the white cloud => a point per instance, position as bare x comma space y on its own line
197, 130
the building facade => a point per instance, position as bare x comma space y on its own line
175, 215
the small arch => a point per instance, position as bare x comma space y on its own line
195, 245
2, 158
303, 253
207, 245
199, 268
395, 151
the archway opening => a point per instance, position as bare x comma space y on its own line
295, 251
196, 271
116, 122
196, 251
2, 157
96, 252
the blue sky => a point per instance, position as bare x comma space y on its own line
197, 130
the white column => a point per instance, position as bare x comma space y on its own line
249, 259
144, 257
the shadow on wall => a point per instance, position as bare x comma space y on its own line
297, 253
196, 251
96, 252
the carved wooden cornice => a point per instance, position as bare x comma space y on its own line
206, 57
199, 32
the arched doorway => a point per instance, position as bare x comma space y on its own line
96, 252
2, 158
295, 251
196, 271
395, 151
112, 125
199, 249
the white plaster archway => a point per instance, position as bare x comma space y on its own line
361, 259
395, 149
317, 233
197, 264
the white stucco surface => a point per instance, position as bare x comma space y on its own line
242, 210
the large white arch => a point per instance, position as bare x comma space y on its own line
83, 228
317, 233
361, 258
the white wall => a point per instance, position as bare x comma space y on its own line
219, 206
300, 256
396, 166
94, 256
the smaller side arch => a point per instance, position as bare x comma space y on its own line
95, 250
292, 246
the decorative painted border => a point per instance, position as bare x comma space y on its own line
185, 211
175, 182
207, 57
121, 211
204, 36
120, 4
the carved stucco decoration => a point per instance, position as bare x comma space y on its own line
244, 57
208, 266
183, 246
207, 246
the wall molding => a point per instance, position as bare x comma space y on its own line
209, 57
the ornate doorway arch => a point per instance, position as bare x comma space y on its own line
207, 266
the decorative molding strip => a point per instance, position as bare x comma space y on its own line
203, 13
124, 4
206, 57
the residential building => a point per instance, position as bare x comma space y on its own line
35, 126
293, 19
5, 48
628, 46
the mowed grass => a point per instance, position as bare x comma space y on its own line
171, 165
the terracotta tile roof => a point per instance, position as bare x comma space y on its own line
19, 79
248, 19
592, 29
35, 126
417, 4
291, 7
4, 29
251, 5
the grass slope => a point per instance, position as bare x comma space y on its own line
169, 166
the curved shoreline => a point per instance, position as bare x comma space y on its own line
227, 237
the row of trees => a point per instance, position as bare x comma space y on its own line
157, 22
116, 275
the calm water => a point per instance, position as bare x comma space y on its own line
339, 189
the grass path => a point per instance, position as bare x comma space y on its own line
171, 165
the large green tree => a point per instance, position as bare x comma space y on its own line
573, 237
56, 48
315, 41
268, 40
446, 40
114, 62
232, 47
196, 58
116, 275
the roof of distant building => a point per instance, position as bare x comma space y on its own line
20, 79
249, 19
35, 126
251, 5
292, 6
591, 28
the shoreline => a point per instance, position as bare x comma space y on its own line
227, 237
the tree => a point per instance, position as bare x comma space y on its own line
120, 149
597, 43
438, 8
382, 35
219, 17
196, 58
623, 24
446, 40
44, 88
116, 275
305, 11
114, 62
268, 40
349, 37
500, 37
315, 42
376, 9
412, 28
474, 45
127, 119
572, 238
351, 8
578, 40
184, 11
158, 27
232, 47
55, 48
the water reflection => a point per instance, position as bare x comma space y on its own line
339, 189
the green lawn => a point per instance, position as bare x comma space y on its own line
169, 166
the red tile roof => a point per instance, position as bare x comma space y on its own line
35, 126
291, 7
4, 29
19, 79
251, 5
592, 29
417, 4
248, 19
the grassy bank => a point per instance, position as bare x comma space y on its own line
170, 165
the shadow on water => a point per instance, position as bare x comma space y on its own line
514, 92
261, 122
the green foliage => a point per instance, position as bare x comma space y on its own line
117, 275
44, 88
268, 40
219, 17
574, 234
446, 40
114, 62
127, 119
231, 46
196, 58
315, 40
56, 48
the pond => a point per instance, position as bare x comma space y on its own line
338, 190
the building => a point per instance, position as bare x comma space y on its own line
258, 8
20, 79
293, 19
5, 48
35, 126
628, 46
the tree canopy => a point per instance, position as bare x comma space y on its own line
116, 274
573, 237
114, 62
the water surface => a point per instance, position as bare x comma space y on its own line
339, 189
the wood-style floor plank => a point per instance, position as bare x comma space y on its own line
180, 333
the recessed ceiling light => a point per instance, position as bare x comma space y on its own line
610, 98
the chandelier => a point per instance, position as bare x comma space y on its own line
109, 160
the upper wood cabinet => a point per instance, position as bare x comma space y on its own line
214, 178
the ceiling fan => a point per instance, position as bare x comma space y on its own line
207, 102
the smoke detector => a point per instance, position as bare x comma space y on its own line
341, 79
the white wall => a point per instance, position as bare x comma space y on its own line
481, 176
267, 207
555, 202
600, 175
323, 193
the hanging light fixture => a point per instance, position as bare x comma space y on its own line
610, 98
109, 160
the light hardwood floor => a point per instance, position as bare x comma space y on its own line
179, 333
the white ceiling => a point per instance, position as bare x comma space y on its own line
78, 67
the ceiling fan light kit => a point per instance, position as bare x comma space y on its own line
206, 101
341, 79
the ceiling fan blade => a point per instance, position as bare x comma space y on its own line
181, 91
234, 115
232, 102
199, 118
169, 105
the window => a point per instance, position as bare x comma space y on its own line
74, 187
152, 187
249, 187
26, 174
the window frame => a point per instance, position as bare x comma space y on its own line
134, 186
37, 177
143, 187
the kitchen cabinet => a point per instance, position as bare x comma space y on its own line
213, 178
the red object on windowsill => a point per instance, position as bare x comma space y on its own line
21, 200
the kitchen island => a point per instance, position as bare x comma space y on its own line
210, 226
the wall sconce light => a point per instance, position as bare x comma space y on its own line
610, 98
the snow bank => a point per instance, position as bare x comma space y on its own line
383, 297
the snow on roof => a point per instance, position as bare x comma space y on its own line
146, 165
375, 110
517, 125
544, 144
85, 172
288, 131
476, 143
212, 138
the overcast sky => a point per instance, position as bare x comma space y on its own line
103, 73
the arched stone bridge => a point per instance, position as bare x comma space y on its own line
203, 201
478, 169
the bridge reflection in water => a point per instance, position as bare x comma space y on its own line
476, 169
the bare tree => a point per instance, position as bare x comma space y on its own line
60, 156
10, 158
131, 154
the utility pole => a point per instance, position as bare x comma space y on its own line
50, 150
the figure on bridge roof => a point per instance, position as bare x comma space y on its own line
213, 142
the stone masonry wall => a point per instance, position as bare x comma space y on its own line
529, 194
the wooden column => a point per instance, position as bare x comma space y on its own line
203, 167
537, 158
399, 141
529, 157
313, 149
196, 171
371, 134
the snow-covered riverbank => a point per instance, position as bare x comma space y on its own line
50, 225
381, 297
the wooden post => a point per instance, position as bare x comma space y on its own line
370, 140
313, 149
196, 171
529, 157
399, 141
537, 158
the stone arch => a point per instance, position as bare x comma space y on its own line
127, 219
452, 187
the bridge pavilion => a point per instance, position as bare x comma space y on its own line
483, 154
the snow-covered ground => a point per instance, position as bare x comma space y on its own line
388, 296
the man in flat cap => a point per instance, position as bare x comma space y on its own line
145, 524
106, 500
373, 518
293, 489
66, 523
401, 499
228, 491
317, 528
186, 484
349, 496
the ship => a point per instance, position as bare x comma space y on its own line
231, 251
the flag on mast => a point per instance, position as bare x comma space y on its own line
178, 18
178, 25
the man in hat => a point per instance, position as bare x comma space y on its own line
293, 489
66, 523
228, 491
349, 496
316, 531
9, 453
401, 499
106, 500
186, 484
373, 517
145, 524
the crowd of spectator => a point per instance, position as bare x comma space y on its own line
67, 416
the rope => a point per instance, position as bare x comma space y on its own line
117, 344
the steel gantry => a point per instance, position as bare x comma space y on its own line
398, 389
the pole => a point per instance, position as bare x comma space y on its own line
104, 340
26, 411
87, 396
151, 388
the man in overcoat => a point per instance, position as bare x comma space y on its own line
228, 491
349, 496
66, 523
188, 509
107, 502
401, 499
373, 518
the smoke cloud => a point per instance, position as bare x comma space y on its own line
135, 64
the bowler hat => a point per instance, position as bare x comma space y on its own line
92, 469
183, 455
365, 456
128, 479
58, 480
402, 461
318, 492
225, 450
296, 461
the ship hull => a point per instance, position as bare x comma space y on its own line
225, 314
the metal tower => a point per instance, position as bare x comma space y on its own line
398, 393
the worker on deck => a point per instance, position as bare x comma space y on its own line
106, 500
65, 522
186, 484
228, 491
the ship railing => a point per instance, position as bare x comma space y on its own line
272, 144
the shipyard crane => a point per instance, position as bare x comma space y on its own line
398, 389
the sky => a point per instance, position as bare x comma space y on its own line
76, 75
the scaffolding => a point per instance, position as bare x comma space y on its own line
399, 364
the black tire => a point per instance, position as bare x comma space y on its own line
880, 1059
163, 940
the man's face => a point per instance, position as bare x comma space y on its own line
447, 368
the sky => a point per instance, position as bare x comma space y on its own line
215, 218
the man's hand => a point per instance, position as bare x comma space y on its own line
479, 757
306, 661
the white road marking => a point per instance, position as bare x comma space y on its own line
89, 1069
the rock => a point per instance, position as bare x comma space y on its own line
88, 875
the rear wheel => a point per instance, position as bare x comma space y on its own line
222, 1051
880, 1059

☆ ☆ ☆ ☆ ☆ ☆ ☆

SHORT PROBLEM:
Transcribe, word for word, every line from the one containing "the worker on" through the final line of the entries, and nothing else.

FINISHED ANSWER:
the worker on deck => a point per instance, position as bare x comma space y on its own line
106, 500
65, 522
186, 484
228, 491
the ship railing => a point per instance, position as bare x comma space y on its own line
272, 144
the shipyard crane => a point per instance, position as bare x comma space y on its own line
398, 389
the sky => a point per instance, position as bare x comma space y on its own line
76, 75
the scaffolding => a point per instance, position as bare x comma space y on its own line
399, 364
the black tire => a point per instance, position as bare x comma space y on its own line
880, 1059
163, 940
the man's face => a point per instance, position as bare x comma space y on its own line
447, 368
the sky => a point per instance, position as bare x comma space y on its own line
215, 218
the man's hand => a point per instance, position as bare x comma space y on its own line
479, 757
306, 661
the white road marking => a point per instance, position as bare x comma space y on its own line
89, 1069
the rock => a point per instance, position as bare x comma space y on its own line
88, 875
the rear wheel => a point per instance, position as bare x comma space y on its own line
222, 1051
880, 1059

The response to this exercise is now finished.